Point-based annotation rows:
'''

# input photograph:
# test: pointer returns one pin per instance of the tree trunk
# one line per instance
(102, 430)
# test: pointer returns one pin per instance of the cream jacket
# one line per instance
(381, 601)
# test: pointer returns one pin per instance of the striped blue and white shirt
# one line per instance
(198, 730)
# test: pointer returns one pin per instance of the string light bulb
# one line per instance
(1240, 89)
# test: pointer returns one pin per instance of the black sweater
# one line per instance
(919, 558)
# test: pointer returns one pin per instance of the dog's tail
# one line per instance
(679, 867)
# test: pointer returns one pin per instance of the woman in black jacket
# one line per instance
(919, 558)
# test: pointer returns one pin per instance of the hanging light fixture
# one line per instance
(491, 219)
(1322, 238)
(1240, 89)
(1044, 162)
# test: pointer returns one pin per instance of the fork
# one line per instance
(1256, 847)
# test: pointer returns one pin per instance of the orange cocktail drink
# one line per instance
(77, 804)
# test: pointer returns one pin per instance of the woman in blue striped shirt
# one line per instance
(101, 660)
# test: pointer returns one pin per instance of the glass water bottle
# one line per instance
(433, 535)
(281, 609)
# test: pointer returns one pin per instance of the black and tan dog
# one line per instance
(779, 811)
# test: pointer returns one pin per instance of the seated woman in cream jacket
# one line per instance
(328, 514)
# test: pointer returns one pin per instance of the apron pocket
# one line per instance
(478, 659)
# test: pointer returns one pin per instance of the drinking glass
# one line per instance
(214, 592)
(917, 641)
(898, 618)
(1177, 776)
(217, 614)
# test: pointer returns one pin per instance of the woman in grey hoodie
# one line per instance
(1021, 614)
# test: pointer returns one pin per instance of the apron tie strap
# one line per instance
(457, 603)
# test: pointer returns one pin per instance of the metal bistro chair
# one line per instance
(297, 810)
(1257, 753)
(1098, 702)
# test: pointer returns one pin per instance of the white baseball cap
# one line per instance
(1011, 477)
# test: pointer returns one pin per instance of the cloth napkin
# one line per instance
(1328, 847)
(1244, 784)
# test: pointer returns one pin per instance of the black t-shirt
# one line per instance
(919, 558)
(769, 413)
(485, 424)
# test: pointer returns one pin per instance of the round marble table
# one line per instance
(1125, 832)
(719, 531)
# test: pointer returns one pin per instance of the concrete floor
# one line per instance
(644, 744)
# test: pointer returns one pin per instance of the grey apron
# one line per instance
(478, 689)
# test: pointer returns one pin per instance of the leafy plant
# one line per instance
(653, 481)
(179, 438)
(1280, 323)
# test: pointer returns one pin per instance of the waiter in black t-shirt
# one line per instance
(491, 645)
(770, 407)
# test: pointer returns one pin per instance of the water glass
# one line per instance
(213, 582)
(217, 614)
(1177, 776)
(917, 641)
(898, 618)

'''

*Task directions*: Rescale the rows from the line with "# test: pointer returns one pin per instance of the seated" up to and including the final line, copying every line with each point coordinate multiplied by 0.9 and rounded to a whole number (halves round up). Leave all other text in those lines unchanged.

*Solution*:
# test: pointer returns one pin per instance of the seated woman in cream jacket
# one line per instance
(295, 463)
# test: pointer returns one pin per instance of the apron pocket
# one line per instance
(430, 593)
# test: pointer returns one pin per instance of the drinking glass
# one line per instance
(193, 533)
(825, 577)
(808, 556)
(1059, 698)
(195, 553)
# test: pointer returns one pin per instance of the woman in grey hoodie
# one line per instance
(919, 553)
# test: pointer returns one pin per instance of the apron tie strap
# one line per instance
(411, 543)
# test: pointer returns one pin per instance of the metal bistro chair
# one line per instance
(267, 729)
(1131, 678)
(988, 632)
# test: pointer returns one pin per instance of the white baseball cap
# one line per instance
(910, 429)
# test: pointer returns one pin per instance of the cloth napkin
# one line per instance
(1195, 762)
(1120, 706)
# test: pointer returns one pin per instance of the black t-shirt
# one line per instance
(827, 502)
(692, 372)
(437, 382)
# test: pointer returns one pin per instance of the round marble table
# one line per instance
(1013, 749)
(647, 478)
# test: pointer returns one pin per instance of the concrete floor
# one line per instance
(580, 670)
# test: pointer returns one pin per instance of the grey apron
# one line per instance
(430, 620)
# test: pointer returns one pin per instance of the leafy plant
# one line per instance
(588, 433)
(161, 394)
(1152, 291)
# test: pointer returns one pin per instance of the waiter in black t-shirt
# one line per instance
(442, 581)
(693, 366)
# test: pointer returns one pin per instance of the water glass
# one line per instance
(192, 524)
(195, 553)
(1059, 698)
(825, 577)
(808, 556)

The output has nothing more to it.